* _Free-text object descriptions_

+ + + + + + +

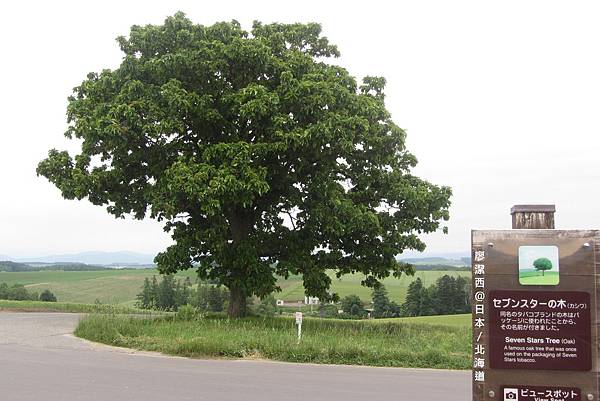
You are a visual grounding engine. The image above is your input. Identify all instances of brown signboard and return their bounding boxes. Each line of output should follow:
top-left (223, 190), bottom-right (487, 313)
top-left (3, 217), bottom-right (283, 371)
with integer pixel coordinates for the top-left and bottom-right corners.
top-left (471, 230), bottom-right (599, 401)
top-left (489, 290), bottom-right (591, 371)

+ + + + + + +

* _TRY IT_
Any pictures should be dropped; transcribe the rest of the records above exactly.

* _YOUR RESPONSE_
You are a visual grounding engine. The image above is your input. Identify all instances of brown signboard and return their bounding boxes. Each line of output should follow:
top-left (223, 190), bottom-right (487, 313)
top-left (3, 217), bottom-right (283, 371)
with integer pixel coordinates for the top-left and bottom-right corners.
top-left (471, 230), bottom-right (599, 401)
top-left (489, 290), bottom-right (591, 371)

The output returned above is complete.